Dataset items:
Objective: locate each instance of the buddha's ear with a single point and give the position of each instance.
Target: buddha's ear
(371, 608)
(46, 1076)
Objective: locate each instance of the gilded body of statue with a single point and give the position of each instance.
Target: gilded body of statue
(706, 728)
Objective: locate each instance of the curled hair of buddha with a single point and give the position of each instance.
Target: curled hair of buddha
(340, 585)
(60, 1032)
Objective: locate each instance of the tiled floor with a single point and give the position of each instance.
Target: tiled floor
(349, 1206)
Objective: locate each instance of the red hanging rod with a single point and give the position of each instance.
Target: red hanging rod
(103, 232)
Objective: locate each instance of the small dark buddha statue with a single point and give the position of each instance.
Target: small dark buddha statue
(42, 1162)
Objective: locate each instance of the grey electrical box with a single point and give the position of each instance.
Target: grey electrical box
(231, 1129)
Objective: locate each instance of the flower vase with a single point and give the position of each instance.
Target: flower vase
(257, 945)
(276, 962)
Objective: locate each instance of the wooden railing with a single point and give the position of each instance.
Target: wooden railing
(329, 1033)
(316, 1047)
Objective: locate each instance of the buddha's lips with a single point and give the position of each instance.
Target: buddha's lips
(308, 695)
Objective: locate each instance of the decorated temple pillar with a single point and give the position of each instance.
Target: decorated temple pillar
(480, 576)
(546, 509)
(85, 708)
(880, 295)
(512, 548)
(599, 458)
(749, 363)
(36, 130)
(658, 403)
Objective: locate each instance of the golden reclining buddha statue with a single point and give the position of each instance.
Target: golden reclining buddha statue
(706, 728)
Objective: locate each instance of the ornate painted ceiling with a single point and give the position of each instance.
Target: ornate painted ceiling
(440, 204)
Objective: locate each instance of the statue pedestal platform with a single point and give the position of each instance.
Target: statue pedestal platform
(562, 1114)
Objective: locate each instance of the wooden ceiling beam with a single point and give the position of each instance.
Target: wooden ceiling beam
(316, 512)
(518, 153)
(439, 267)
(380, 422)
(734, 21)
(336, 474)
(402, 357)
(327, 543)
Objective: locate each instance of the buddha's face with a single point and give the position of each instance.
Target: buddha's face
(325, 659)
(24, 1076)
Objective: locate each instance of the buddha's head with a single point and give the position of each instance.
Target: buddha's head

> WORK INSTRUCTIONS
Reproduce all of the lines above, substituting "wooden balustrade" for "wooden railing" wherever it occurs and leaving every other part unchanged.

> COMPLETE ANSWER
Objective: locate each instance of the buddha's ear with a single point and give the position of each instance.
Target: buddha's ear
(371, 608)
(46, 1076)
Objective: locate each instance of the gilded body of statue with a single point and give the position of each instance.
Target: gilded body of statue
(706, 728)
Objective: locate each instance of the curled hair of buddha with a single point and give the position of each instance.
Target: curled hair of buddha
(340, 585)
(60, 1032)
Objective: locate each instance of the tiled floor with a single point and give the position of each instance.
Target: tiled floor
(349, 1206)
Objective: locate each instance of the red hanging rod with a single point and give the position of each instance.
Target: red hanging rod
(103, 232)
Objective: locate each instance of the small dark buddha statue with a single point and give the position of each instance.
Target: small dark buddha statue
(42, 1162)
Objective: locate each instance of the grey electrical box with a single point and give the position of each instance.
Target: grey electrical box
(231, 1129)
Objective: locate each instance of the flower vase with a single point and give the position of each instance.
Target: flower vase
(257, 945)
(276, 962)
Objective: locate each instance of the wooden balustrade with a single point and give the position of each instance.
Target: wooden balustrade
(329, 1033)
(316, 1047)
Objective: locate each instance of the buddha's lips with a single point and give the position of each instance.
Target: buddha's lips
(308, 695)
Objective: locate each instance of the decorated temple pillar with a single point and give the position of each instance.
Target: decorated temple pillar
(480, 576)
(546, 509)
(85, 708)
(880, 295)
(512, 548)
(599, 458)
(749, 363)
(36, 130)
(658, 403)
Objective: locate each instance of the golden reclining buddha statue with a single point and give the position of each instance.
Target: golden reclining buddha statue
(706, 728)
Objective: locate each instance of the ornate painted ceiling with a single point and give the position of each instance.
Target: ornate painted ceiling
(440, 204)
Objective: locate each instance of the statue pedestal platform with a single point and give the position of each instance.
Target: statue pedestal platform
(562, 1114)
Objective: locate each instance of the wooden ceiling beam with a single point and give the position of each instance.
Target: wooden ceiling beam
(316, 512)
(518, 153)
(439, 267)
(380, 422)
(734, 21)
(336, 474)
(402, 357)
(327, 543)
Objective: locate each instance of the buddha's face with a single point and give the position of each instance.
Target: buddha's face
(325, 659)
(24, 1076)
Objective: locate each instance of the buddha's head with a single point and give the position of each instance.
Target: buddha's head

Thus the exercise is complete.